◆ **GIVEN EXERCISE**
Please copy these lines of the listing below word for word, starting with the line that contains "Can you find the overcast" and going on through the line that contains "[[143, 781]]", with both of those lines included.

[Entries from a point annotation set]

------------

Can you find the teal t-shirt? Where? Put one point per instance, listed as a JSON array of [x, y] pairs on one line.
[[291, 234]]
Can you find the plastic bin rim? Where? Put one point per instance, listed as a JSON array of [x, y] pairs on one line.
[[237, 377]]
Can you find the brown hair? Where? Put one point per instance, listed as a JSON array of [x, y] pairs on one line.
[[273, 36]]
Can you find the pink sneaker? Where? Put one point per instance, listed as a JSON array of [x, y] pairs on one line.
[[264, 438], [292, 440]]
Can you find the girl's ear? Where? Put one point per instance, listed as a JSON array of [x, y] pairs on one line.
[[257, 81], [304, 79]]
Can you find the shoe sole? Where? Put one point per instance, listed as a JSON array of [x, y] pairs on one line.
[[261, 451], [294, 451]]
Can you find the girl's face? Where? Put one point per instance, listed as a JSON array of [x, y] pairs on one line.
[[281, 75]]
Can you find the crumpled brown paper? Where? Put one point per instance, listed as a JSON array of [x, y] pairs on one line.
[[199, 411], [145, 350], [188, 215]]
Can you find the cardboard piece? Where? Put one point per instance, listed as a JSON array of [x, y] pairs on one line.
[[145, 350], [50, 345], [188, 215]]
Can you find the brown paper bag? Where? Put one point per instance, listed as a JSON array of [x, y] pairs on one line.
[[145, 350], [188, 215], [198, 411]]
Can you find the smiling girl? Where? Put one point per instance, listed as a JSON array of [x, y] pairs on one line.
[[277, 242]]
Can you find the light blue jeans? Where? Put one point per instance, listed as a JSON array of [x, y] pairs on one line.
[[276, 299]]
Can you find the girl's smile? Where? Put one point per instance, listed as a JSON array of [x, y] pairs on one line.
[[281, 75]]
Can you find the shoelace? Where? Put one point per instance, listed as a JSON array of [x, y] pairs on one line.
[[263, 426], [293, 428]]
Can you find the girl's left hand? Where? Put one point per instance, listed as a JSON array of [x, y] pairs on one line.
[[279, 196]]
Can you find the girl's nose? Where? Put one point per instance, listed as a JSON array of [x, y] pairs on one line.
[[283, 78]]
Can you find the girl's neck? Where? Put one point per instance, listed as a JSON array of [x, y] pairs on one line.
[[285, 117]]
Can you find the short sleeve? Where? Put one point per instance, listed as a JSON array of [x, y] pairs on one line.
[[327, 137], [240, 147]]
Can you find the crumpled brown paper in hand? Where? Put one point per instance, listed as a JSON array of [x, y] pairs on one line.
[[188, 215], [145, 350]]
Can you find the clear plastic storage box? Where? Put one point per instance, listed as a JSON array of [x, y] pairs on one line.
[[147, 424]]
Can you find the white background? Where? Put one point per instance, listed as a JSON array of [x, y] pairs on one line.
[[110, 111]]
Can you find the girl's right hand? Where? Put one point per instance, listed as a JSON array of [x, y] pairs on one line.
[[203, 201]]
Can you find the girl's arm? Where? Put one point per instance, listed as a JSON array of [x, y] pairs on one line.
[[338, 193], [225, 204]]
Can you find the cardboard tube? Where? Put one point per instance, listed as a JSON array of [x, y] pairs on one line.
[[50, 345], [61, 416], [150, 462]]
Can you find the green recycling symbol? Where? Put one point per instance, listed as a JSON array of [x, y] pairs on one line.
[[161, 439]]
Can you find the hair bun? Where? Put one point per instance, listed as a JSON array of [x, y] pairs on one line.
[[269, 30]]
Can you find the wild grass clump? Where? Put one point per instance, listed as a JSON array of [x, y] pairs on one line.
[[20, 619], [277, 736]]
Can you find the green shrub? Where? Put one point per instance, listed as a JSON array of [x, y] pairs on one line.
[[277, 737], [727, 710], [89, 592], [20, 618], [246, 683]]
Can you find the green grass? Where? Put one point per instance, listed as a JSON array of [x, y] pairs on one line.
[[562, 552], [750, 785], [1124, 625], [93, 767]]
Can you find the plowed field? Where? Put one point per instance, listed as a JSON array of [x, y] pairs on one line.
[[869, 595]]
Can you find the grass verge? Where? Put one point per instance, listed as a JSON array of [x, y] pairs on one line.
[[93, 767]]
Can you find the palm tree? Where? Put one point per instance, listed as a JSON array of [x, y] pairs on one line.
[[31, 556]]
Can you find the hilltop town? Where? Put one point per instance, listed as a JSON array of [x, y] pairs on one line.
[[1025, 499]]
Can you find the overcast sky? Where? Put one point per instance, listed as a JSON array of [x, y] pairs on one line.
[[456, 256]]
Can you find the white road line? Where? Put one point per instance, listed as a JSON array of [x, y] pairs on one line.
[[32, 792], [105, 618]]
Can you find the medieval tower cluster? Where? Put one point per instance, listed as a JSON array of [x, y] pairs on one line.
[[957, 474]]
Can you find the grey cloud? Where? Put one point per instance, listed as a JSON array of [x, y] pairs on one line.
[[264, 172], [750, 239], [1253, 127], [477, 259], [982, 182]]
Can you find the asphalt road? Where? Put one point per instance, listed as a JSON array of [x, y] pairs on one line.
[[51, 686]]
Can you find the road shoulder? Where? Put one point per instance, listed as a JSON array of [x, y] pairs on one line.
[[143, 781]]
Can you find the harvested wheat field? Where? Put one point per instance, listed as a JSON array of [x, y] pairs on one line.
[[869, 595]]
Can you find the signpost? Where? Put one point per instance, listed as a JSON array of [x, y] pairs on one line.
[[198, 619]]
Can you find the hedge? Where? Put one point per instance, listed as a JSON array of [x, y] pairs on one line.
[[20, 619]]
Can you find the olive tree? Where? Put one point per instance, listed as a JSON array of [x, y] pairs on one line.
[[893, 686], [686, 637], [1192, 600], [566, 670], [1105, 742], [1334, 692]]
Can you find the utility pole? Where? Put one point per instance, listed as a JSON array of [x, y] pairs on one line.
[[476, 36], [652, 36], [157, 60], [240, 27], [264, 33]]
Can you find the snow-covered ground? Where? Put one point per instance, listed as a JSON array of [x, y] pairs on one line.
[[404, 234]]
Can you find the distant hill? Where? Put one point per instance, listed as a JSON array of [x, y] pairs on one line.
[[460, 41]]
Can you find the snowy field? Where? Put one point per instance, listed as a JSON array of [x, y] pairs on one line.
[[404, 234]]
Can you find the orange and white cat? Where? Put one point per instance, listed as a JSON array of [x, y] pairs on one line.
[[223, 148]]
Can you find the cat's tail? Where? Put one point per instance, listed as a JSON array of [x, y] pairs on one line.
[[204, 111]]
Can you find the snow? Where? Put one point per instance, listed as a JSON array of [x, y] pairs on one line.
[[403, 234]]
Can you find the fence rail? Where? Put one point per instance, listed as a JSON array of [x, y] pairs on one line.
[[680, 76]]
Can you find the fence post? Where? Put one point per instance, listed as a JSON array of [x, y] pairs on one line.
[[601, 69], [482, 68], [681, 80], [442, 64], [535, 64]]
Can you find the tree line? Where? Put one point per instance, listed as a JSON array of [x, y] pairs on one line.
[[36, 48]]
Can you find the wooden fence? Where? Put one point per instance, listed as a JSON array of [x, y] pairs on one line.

------------

◆ **ANSWER**
Can you find the overcast sky? Where? Put one point per instance, listed as a JSON array of [x, y] pairs on one line.
[[456, 256]]
Can you find the white road line? Where? Put one point per instance, listed as a JSON array of [x, y] pairs on one line.
[[32, 792], [105, 618]]
Can you find the medieval tower cluster? Where? Put one point per instance, listed as a JSON array of [x, y] pairs on one line.
[[957, 474]]
Can you find the grey cloud? Where? Put one point per instance, listed as a JSON array of [x, y] pairs on one line.
[[264, 172], [750, 239], [1253, 127], [477, 259], [982, 182]]
Can you find the asphalt road? Where? Put one point per instance, listed as a JSON array of [x, y] pairs on one line.
[[51, 686]]
Can you find the road shoulder? Where? Put one point per instance, listed as a JSON array of [x, y] pairs on one line.
[[143, 781]]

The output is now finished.